**Entries:**
<<<<

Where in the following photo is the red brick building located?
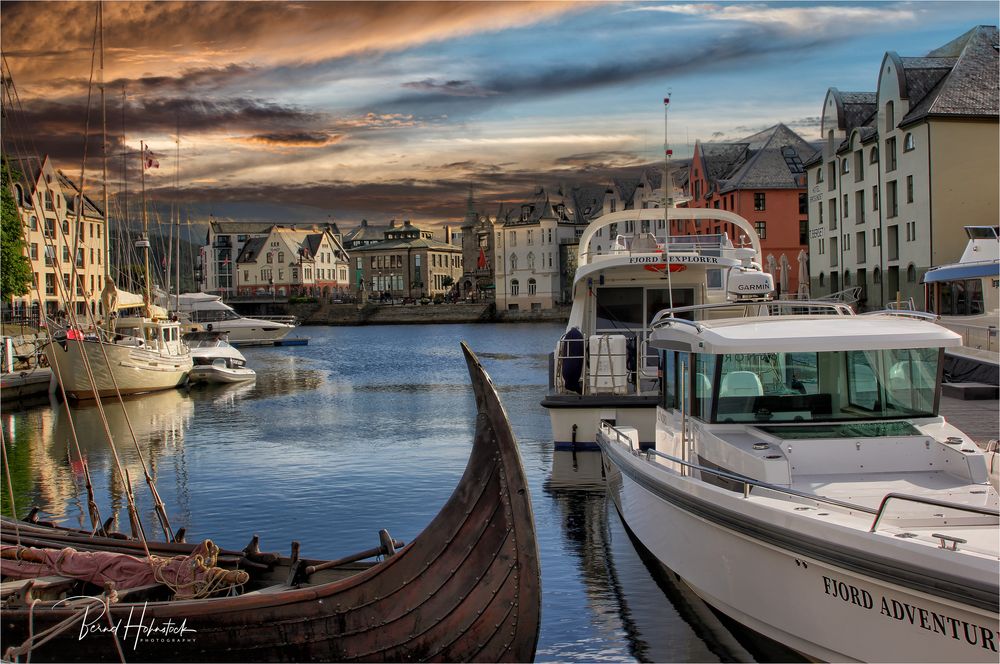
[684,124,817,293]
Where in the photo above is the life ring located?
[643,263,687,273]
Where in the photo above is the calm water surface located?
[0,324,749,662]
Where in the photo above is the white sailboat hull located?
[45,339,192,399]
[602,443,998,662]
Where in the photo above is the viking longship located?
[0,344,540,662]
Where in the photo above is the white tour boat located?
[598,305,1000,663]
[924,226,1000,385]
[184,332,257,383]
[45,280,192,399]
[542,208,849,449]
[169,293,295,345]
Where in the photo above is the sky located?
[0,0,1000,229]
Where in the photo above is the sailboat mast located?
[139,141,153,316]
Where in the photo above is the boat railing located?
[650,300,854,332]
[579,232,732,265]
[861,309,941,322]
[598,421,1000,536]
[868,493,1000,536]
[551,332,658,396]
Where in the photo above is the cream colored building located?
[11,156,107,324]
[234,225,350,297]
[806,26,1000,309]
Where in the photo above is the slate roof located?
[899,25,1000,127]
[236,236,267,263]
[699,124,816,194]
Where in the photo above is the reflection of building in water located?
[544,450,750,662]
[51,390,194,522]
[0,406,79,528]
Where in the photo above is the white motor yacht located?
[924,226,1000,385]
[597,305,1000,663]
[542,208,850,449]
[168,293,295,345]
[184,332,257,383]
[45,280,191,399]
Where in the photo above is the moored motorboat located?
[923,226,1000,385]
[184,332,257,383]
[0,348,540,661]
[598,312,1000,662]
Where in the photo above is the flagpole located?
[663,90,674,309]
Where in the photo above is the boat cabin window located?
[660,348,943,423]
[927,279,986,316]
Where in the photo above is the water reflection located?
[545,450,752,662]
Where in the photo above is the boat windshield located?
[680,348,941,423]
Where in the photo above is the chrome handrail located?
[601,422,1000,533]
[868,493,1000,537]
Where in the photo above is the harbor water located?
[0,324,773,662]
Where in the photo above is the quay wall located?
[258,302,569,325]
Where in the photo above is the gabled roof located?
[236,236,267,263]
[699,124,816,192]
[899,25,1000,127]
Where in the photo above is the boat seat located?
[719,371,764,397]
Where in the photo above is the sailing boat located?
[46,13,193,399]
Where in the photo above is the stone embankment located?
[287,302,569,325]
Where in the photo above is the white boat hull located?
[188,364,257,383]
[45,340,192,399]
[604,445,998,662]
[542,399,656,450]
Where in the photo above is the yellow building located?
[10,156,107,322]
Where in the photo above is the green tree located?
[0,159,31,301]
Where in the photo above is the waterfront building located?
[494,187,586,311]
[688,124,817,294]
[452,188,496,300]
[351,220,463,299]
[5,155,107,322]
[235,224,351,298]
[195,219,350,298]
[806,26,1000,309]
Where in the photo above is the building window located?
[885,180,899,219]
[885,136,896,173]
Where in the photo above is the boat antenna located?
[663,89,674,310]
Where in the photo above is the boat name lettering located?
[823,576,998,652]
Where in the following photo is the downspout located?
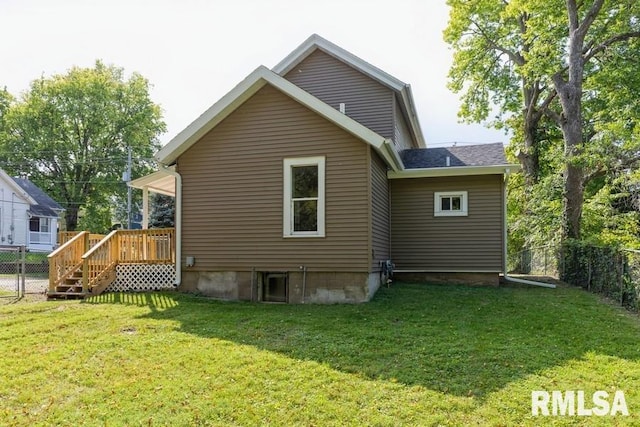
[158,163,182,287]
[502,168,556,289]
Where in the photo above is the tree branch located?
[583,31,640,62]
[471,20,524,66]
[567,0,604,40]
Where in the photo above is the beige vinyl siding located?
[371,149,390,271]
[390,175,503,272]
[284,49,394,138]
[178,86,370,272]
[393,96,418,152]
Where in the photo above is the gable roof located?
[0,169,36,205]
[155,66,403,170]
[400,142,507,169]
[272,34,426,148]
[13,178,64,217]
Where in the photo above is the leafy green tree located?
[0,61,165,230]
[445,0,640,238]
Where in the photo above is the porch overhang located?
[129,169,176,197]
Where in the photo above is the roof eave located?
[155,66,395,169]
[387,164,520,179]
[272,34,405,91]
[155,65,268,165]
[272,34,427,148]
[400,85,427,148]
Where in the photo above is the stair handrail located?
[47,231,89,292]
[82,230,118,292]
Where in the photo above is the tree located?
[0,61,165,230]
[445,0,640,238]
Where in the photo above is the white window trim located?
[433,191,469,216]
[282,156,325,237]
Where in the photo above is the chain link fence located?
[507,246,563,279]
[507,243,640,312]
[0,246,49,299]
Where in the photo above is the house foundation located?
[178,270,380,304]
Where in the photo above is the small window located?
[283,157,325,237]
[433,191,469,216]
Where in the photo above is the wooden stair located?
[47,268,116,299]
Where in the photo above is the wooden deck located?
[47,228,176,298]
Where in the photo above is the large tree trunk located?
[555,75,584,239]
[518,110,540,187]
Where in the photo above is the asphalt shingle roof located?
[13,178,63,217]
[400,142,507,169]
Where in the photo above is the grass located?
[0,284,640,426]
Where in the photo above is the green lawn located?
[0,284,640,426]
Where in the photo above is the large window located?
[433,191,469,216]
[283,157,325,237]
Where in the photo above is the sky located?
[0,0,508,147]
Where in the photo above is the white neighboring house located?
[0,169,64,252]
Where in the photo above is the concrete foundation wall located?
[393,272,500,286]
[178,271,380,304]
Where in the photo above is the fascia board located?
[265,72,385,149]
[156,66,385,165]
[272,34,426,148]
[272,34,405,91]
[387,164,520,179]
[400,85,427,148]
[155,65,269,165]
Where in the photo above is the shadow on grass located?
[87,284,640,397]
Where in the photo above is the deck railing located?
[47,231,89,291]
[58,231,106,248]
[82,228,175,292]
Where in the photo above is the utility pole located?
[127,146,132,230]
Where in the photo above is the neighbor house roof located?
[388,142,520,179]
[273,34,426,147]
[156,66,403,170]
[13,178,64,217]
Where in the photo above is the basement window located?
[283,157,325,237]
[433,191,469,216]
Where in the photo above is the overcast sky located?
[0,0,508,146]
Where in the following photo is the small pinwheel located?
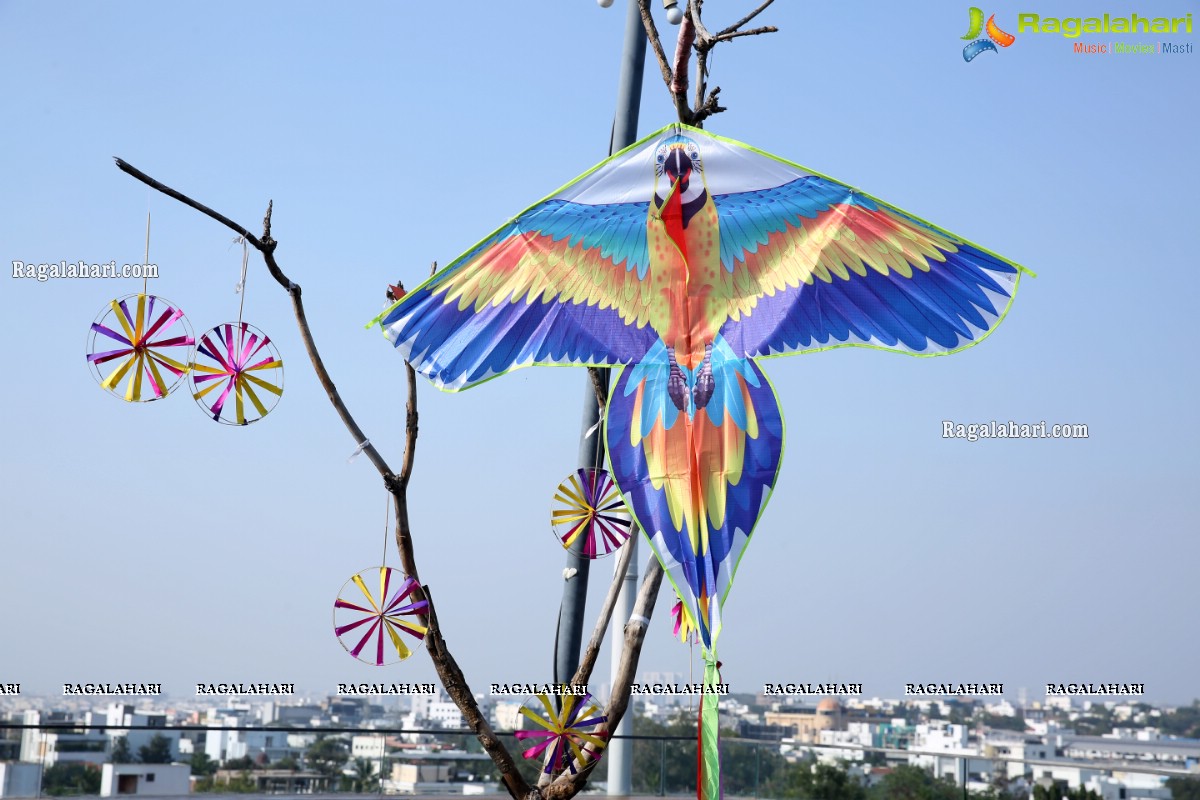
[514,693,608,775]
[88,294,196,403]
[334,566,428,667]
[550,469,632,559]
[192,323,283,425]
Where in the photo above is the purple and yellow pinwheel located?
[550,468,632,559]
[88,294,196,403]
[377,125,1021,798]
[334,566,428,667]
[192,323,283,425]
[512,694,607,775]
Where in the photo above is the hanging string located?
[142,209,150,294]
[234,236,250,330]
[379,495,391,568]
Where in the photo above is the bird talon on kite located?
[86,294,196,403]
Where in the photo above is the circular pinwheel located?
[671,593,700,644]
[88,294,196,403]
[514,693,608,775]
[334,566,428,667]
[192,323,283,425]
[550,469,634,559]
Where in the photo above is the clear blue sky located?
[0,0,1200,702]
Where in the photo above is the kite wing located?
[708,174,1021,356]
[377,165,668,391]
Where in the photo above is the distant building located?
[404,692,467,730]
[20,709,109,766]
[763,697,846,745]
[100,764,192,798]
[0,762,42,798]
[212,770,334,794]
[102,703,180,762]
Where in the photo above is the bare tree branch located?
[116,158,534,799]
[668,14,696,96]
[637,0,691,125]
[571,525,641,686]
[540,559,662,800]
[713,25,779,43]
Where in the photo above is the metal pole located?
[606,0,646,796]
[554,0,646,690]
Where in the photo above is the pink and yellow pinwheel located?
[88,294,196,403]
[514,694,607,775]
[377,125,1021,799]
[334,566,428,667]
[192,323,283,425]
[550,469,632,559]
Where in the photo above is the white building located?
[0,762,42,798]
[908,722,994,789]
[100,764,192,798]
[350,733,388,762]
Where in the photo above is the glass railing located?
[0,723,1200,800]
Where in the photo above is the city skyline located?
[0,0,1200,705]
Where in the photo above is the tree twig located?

>>>>

**The exercise:** Set out every one of the lines above as a numbered list, skipping blank lines and leaving the pictures out.

**Result of this exercise:**
1. Where in the following photo is the red brick building located?
2. [684,124,817,293]
3. Where in the photo above is the life ring located?
4. [643,263,687,273]
5. Where in the photo above is the calm water surface located?
6. [0,324,749,662]
7. Where in the photo above is the white sailboat hull located?
8. [45,339,192,399]
9. [602,443,998,662]
10. Where in the photo above is the viking longship located?
11. [0,344,540,662]
12. Where in the photo above is the white tour boat located?
13. [598,305,1000,663]
14. [924,226,1000,385]
15. [184,332,257,383]
16. [45,280,192,399]
17. [542,208,849,449]
18. [169,293,295,345]
19. Where in the photo above is the sky located?
20. [0,0,1000,229]
21. Where in the photo above is the sailboat mast located?
22. [139,141,153,316]
23. Where in the photo above is the boat railing located?
24. [650,300,854,332]
25. [579,232,732,265]
26. [861,309,941,322]
27. [598,421,1000,536]
28. [868,493,1000,536]
29. [551,332,658,396]
30. Where in the photo above is the cream colored building located?
31. [11,156,107,324]
32. [234,225,350,297]
33. [806,26,1000,309]
34. Where in the photo above is the slate roof located?
35. [899,25,1000,127]
36. [236,236,267,263]
37. [699,124,816,194]
38. Where in the photo above is the reflection of building in water located?
39. [544,450,750,662]
40. [51,390,194,522]
41. [0,406,79,528]
42. Where in the photo above is the white motor yacht located?
43. [924,226,1000,385]
44. [597,305,1000,663]
45. [542,208,850,449]
46. [168,293,295,345]
47. [184,332,257,383]
48. [45,280,191,399]
49. Where in the photo above is the moored motorboat located?
50. [923,226,1000,385]
51. [184,332,257,383]
52. [0,348,540,661]
53. [598,312,1000,662]
54. Where in the photo above is the flagpole located?
55. [663,90,674,309]
56. Where in the photo above is the boat cabin window located?
57. [660,348,943,423]
58. [927,279,986,316]
59. Where in the photo above is the water reflection located?
60. [545,450,752,662]
61. Where in the photo above is the boat windshield located?
62. [680,348,941,423]
63. Where in the photo above is the chrome handrail located?
64. [601,422,1000,533]
65. [868,493,1000,537]
66. Where in the photo above is the harbor water located?
67. [0,324,773,662]
68. Where in the photo above is the quay wall located?
69. [258,302,569,325]
70. Where in the photo above is the gabled roof located?
71. [236,236,267,263]
72. [699,124,816,192]
73. [899,25,1000,127]
74. Where in the photo above is the boat seat located?
75. [719,371,764,397]
76. Where in the photo above is the sailing boat located?
77. [46,13,193,399]
78. Where in the photo above is the stone embankment located?
79. [287,302,569,325]
80. Where in the photo above is the white boat hull located?
81. [188,364,257,383]
82. [45,340,192,399]
83. [604,445,998,662]
84. [542,399,656,450]
85. Where in the photo above is the yellow building located?
86. [10,156,107,322]
87. Where in the photo above is the green tree located?
88. [0,159,31,301]
89. Where in the photo above is the waterfront building located?
90. [494,187,586,311]
91. [688,124,817,294]
92. [452,188,496,300]
93. [351,220,463,299]
94. [5,155,107,322]
95. [235,224,351,298]
96. [195,219,350,298]
97. [806,26,1000,309]
98. Where in the photo above is the building window located?
99. [885,180,899,219]
100. [885,136,896,173]
101. Where in the photo above is the boat antenna located?
102. [663,89,674,310]
103. Where in the photo above is the boat name lettering located?
104. [823,576,998,652]
105. Where in the following photo is the downspout located?
106. [158,163,182,287]
107. [502,168,556,289]
108. Where in the photo above is the tree branch located?
109. [583,31,640,62]
110. [471,20,524,66]
111. [567,0,604,40]
112. Where in the photo above is the beige vinyl siding located?
113. [371,149,390,271]
114. [390,175,503,272]
115. [284,49,394,138]
116. [178,86,370,272]
117. [393,96,418,152]
118. Where in the photo above is the gable roof located?
119. [0,169,36,205]
120. [155,66,403,170]
121. [400,142,507,169]
122. [272,34,426,148]
123. [13,178,64,217]
124. Where in the photo above is the leafy green tree located?
125. [0,61,165,230]
126. [445,0,640,238]
127. Where in the photo above is the porch overhang located?
128. [129,169,176,197]
129. Where in the photo above is the roof eave located?
130. [155,66,395,169]
131. [387,164,520,179]
132. [272,34,405,91]
133. [155,65,268,165]
134. [272,34,427,148]
135. [400,85,427,148]
136. Where in the photo above is the stair handrail located?
137. [47,231,89,292]
138. [82,230,118,292]
139. Where in the photo above is the tree located?
140. [0,61,165,230]
141. [445,0,640,238]
142. Where in the photo above is the white window trim located?
143. [433,191,469,216]
144. [282,156,325,237]
145. Where in the photo above is the chain link fence located?
146. [507,246,563,279]
147. [507,243,640,312]
148. [0,246,49,299]
149. Where in the photo above is the house foundation located?
150. [178,270,380,304]
151. Where in the photo above is the small window located?
152. [283,157,325,237]
153. [433,191,469,216]
154. Where in the photo above is the wooden stair located?
155. [47,268,116,299]
156. Where in the photo above is the wooden deck located?
157. [47,228,176,298]
158. Where in the photo above is the large tree trunk located?
159. [555,75,584,239]
160. [518,110,540,187]
161. Where in the photo above is the asphalt shingle roof located?
162. [13,178,63,217]
163. [400,142,507,169]
164. Where in the photo above is the grass located?
165. [0,284,640,426]
166. Where in the photo above is the green lawn located?
167. [0,284,640,426]
168. Where in the photo above is the large window located?
169. [433,191,469,216]
170. [283,157,325,237]
171. Where in the photo above is the sky located?
172. [0,0,508,147]
173. Where in the photo above is the white neighboring house located?
174. [0,169,64,252]
175. Where in the photo above is the concrete foundation wall located?
176. [393,272,500,286]
177. [178,271,380,304]
178. Where in the photo above is the fascia board located?
179. [265,72,385,149]
180. [156,66,385,165]
181. [272,34,426,148]
182. [272,34,405,91]
183. [387,164,520,179]
184. [400,85,427,148]
185. [155,65,269,165]
186. Where in the photo above is the shadow on grass located?
187. [87,284,640,397]
188. Where in the photo above is the deck railing located?
189. [47,231,89,291]
190. [58,231,106,248]
191. [82,228,175,292]
192. Where in the photo above is the utility pole located?
193. [127,146,132,230]
194. Where in the photo above is the neighbor house roof located?
195. [388,142,520,179]
196. [273,34,426,147]
197. [156,66,403,170]
198. [13,178,64,217]
199. Where in the photo above is the basement window located?
200. [283,157,325,237]
201. [433,191,469,216]
202. Where in the photo above is the overcast sky located?
203. [0,0,508,146]
204. Where in the following photo is the small pinwheel located?
205. [514,693,608,775]
206. [88,294,196,403]
207. [334,566,428,667]
208. [550,469,632,559]
209. [192,323,283,425]
210. Where in the photo above is the purple and yellow pinwheel located?
211. [550,468,632,559]
212. [88,294,196,403]
213. [377,125,1021,798]
214. [334,566,428,667]
215. [192,323,283,425]
216. [512,694,607,775]
217. Where in the photo above is the hanging string located?
218. [142,209,150,294]
219. [234,236,250,330]
220. [379,495,391,568]
221. Where in the photo above is the bird talon on kite located?
222. [86,294,196,403]
223. Where in the photo above is the circular pinwheel located?
224. [671,593,700,644]
225. [88,294,196,403]
226. [514,693,608,775]
227. [334,566,428,667]
228. [192,323,283,425]
229. [550,469,634,559]
230. Where in the photo above is the clear blue sky located?
231. [0,0,1200,702]
232. Where in the photo above is the kite wing located?
233. [708,174,1021,356]
234. [377,165,668,391]
235. Where in the photo above is the distant building located?
236. [404,692,467,730]
237. [20,709,109,766]
238. [763,697,846,745]
239. [100,764,192,798]
240. [0,762,42,798]
241. [212,770,334,794]
242. [102,703,180,762]
243. Where in the photo above is the bare tree branch located?
244. [116,158,534,799]
245. [668,14,696,96]
246. [637,0,691,125]
247. [571,525,641,686]
248. [540,559,662,800]
249. [713,25,779,43]
250. Where in the photo above is the metal pole located?
251. [606,0,646,796]
252. [554,0,646,690]
253. Where in the photo above is the pink and yellow pinwheel located?
254. [88,294,196,403]
255. [514,694,607,775]
256. [377,125,1021,799]
257. [334,566,428,667]
258. [192,323,283,425]
259. [550,469,632,559]
260. Where in the photo above is the white building located?
261. [0,762,42,798]
262. [908,722,994,789]
263. [100,764,192,798]
264. [350,733,388,762]
265. Where in the photo above is the glass railing located?
266. [0,723,1200,800]
267. Where in the photo above is the city skyline located?
268. [0,0,1200,705]
269. Where in the photo above is the tree twig located?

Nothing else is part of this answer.